Task objective:
In the lines that follow, switch "single pin" to "single marker" wherever it occurs and leave everything else as it is.

Source material:
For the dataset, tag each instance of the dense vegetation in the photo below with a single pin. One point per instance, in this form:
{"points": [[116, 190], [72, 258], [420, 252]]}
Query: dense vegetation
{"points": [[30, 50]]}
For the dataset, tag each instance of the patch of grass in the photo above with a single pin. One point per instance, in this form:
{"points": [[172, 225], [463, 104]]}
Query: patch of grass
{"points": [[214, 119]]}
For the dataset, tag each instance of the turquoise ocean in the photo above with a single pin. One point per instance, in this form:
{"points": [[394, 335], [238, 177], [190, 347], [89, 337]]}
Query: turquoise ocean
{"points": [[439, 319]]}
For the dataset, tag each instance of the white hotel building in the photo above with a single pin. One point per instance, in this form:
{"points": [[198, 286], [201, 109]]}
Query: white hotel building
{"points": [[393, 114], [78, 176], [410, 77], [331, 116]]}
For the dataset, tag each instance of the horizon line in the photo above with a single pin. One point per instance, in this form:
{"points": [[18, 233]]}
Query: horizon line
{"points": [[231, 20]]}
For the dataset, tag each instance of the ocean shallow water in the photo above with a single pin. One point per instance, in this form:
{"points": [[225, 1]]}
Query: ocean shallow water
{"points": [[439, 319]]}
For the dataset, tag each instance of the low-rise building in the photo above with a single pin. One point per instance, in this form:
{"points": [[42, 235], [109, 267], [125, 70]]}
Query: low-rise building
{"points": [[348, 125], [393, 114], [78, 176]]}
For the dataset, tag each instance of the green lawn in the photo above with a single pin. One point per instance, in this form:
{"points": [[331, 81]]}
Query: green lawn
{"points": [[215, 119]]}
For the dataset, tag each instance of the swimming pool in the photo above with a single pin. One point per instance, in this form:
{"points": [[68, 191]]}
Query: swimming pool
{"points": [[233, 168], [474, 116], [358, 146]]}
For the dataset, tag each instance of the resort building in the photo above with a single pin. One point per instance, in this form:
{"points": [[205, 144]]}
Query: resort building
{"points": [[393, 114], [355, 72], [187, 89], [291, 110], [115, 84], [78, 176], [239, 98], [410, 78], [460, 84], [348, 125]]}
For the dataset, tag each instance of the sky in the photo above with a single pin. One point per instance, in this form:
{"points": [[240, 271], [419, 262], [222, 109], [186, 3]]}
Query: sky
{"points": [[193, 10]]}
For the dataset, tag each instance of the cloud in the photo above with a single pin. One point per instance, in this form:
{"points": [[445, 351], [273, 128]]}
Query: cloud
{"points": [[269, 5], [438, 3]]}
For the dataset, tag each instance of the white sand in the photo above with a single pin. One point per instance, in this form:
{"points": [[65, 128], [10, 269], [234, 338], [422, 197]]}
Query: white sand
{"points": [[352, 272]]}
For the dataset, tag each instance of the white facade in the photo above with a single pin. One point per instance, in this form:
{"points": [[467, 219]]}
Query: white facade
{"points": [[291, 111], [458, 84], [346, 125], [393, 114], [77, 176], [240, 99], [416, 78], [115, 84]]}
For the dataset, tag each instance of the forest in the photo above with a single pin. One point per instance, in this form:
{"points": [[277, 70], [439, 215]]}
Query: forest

Solution:
For the dataset, tag each instance of the dense vegetation in the photo below with a single marker. One point per instance, in this form:
{"points": [[116, 190], [72, 258], [420, 252]]}
Query: dense vegetation
{"points": [[30, 50]]}
For the dataset, tag each instance of the patch of grass in the photo above with a single marker. One point per instance, in this form:
{"points": [[172, 225], [463, 104]]}
Query: patch of grass
{"points": [[214, 119]]}
For the dataset, tag each instance of the turquoise ocean in the photo above with a single marker. One point per instance, in this form:
{"points": [[394, 335], [238, 177], [190, 347], [89, 337]]}
Query: turquoise ocean
{"points": [[439, 319]]}
For the dataset, tag each instance of the white hotel building in the photo above with a single marker. One point per instance, in this form:
{"points": [[198, 286], [201, 109]]}
Query: white hotel building
{"points": [[393, 114], [78, 176], [410, 77], [331, 116]]}
For the dataset, tag each instance of the horizon line in the photo above with a single marker. One point per instance, in this form:
{"points": [[18, 233]]}
Query: horizon line
{"points": [[231, 20]]}
For the dataset, tag each instance of the ocean shallow water in the photo above with a single marker. One point per instance, in this form:
{"points": [[225, 1]]}
Query: ocean shallow water
{"points": [[439, 319]]}
For the dataset, tag each instance of the low-rise building in the photo above with a single marker. One point per instance, in this form:
{"points": [[42, 235], [109, 267], [125, 70]]}
Query: low-rise building
{"points": [[348, 125], [393, 114], [78, 176]]}
For the dataset, tag each instance of the green lawn in the photo above with a single marker. One point per instance, in this form:
{"points": [[331, 81]]}
Query: green lawn
{"points": [[215, 119]]}
For the dataset, tag each instance of the swimming pool in the photo above with a single marker. One point per instance, in this form:
{"points": [[68, 191]]}
Query: swimming pool
{"points": [[233, 168], [474, 116], [358, 146]]}
For the dataset, tag each instance of the resort building in the photo above with a single marker. One point per instance, in this form:
{"points": [[205, 144]]}
Query: resort building
{"points": [[393, 114], [355, 72], [187, 89], [291, 110], [115, 84], [78, 176], [239, 98], [410, 78], [460, 84], [348, 125]]}
For the dataset, tag each instance of the sky in the photo above with a single marker. One point per instance, in this form:
{"points": [[240, 271], [419, 262], [222, 109], [186, 3]]}
Query: sky
{"points": [[193, 10]]}
For the dataset, tag each instance of the cloud in the photo above with a single marker. One point per instance, in this form:
{"points": [[445, 351], [273, 128]]}
Query: cloud
{"points": [[269, 5], [438, 3]]}
For the dataset, tag each instance of the white sand in the photo above with a single marker. One point per instance, in this form:
{"points": [[65, 128], [10, 269], [234, 338], [422, 197]]}
Query: white sand
{"points": [[352, 272]]}
For the dataset, tag each instance of the white facade in the photo above with a single marker. One point per instance, in this form:
{"points": [[467, 219]]}
Query: white facade
{"points": [[291, 111], [458, 84], [346, 125], [393, 114], [77, 176], [240, 99], [416, 78], [115, 84]]}
For the dataset, tag each instance of the forest in the photo above with a single marker. One point per instance, in this form:
{"points": [[277, 70], [439, 215]]}
Query: forest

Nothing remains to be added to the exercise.